Of the lines listed below, return exactly those that run from the line containing "Target: mustache" through the line containing "Target: forehead", both included.
--- --- ---
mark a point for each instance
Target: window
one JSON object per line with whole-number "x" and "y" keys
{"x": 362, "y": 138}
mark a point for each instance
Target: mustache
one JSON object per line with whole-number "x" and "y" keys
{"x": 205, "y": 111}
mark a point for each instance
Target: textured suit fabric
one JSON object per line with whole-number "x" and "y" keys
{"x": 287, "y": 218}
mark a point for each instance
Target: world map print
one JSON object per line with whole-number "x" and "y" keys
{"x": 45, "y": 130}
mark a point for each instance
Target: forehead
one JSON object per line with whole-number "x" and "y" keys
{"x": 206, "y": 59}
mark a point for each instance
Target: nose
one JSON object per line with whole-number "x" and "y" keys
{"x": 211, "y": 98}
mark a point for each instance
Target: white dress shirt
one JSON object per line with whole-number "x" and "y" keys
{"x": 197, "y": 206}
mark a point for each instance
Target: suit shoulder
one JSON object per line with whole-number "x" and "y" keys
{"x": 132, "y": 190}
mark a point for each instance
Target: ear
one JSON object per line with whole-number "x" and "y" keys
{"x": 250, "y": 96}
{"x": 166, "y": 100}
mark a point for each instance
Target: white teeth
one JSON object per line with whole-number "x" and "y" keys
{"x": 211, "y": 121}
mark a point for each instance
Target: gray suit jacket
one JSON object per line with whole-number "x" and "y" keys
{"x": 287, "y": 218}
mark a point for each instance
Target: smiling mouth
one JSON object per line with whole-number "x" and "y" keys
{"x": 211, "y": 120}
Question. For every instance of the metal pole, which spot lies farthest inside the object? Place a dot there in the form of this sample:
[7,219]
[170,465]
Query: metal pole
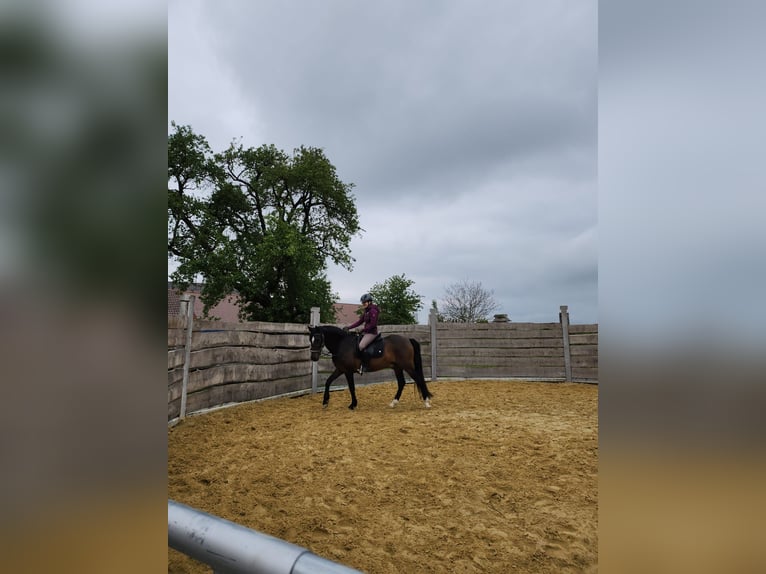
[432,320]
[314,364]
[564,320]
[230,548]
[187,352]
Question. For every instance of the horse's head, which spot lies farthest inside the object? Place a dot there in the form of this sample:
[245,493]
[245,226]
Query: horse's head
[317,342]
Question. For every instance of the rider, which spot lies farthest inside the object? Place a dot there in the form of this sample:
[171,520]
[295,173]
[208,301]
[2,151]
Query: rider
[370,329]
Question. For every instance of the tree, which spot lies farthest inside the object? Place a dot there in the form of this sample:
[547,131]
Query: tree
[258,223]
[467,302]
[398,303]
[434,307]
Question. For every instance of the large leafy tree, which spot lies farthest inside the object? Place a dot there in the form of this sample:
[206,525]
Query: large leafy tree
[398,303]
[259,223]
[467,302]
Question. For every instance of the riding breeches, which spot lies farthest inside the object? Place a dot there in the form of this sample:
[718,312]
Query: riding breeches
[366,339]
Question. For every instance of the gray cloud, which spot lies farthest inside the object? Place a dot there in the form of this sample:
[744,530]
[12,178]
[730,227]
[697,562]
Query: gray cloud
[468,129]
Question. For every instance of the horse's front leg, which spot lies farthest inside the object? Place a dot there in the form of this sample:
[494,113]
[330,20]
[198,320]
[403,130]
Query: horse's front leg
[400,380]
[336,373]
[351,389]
--- --- ---
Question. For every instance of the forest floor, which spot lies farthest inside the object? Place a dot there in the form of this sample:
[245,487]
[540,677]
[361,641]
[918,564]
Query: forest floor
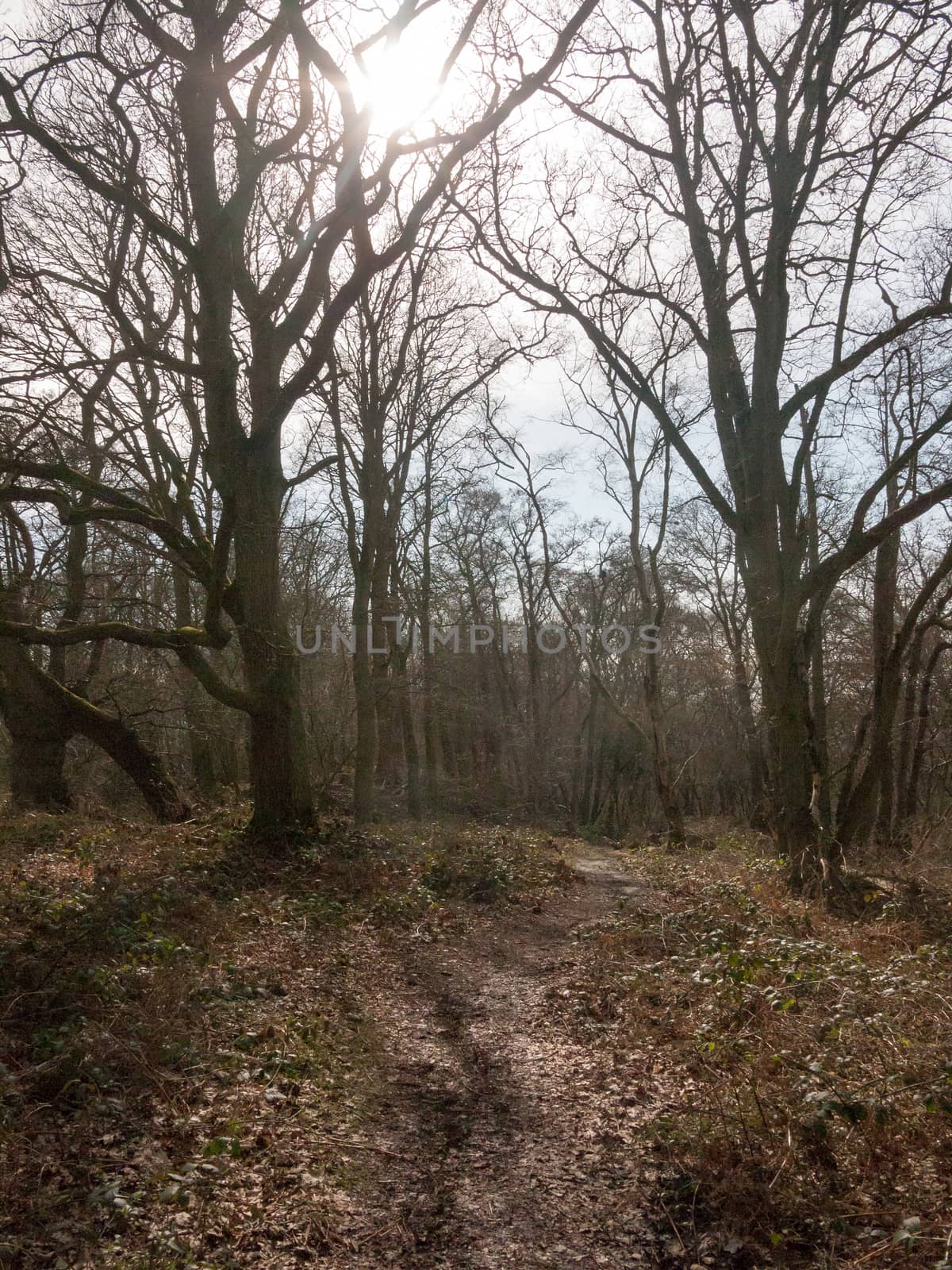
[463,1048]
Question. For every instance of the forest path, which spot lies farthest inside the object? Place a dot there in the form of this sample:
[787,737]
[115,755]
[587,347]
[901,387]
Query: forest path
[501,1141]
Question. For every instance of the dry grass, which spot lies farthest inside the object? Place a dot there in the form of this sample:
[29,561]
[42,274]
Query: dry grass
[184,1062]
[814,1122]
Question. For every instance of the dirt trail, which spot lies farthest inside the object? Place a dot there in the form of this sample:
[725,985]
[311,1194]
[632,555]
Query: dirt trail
--- --- ---
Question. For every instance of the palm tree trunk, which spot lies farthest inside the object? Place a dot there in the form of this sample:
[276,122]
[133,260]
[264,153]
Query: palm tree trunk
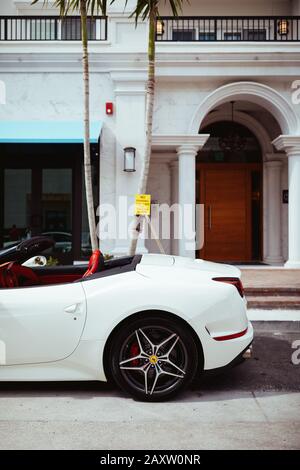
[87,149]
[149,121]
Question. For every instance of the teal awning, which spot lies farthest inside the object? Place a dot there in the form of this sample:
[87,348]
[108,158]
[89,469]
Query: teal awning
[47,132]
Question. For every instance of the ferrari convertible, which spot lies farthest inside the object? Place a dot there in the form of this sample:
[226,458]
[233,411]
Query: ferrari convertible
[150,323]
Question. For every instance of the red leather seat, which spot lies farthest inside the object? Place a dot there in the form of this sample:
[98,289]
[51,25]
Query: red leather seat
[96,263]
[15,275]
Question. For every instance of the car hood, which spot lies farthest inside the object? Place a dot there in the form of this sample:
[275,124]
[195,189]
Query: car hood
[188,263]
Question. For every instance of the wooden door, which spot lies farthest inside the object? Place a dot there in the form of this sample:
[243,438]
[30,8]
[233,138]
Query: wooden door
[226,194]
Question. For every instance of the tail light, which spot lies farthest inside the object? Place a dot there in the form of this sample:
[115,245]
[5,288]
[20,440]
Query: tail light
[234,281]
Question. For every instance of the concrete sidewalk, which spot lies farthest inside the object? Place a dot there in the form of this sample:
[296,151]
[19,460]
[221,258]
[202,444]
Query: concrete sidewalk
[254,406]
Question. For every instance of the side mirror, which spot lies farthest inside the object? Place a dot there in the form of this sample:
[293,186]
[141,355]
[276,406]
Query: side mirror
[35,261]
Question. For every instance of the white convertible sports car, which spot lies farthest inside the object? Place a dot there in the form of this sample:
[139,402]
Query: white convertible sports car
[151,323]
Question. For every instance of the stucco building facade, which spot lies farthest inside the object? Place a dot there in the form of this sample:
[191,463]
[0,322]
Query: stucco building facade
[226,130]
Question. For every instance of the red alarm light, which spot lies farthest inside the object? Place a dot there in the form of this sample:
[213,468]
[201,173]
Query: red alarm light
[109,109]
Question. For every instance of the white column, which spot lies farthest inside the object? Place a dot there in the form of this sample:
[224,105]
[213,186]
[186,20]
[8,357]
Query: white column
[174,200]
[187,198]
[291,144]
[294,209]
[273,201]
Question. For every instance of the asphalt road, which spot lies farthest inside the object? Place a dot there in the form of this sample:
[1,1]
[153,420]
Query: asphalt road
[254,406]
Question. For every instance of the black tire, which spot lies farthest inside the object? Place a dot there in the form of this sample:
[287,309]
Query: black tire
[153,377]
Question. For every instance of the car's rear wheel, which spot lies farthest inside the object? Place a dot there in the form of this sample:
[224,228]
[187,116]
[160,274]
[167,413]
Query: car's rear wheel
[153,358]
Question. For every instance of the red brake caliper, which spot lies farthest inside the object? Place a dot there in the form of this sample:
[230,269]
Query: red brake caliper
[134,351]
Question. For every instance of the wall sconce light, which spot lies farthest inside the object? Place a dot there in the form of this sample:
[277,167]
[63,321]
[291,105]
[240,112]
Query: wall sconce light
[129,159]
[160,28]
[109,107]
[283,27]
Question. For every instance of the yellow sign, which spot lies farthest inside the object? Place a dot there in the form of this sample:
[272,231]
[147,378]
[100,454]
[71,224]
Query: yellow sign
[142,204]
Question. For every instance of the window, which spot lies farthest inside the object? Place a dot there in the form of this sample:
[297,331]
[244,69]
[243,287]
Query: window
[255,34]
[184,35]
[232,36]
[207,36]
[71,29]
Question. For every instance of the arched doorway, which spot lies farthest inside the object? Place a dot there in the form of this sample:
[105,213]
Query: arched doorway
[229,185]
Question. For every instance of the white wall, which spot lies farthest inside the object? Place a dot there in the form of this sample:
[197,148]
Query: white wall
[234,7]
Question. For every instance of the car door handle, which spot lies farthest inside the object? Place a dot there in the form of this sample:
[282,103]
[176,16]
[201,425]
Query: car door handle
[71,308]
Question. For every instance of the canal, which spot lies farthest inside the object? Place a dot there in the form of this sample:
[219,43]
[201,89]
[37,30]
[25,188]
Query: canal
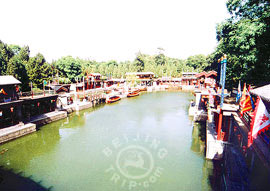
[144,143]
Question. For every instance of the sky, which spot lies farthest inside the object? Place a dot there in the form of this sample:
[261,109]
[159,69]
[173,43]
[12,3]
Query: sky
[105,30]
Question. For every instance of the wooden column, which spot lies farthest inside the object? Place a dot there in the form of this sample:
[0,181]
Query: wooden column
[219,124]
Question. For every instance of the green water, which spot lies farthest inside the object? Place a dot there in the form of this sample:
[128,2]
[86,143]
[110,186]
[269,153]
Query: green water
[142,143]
--- --- ---
• **Problem solution**
Target: mustache
one JSON object per line with whole-number "x" and "y" keys
{"x": 205, "y": 111}
mark a point for each instance
Target: textured suit fabric
one JSON object per line with whole-number "x" and "y" keys
{"x": 287, "y": 218}
mark a point for each instance
Target: world map print
one JSON object per line with whole-number "x" and "y" keys
{"x": 45, "y": 130}
mark a point for each instance
Target: forehead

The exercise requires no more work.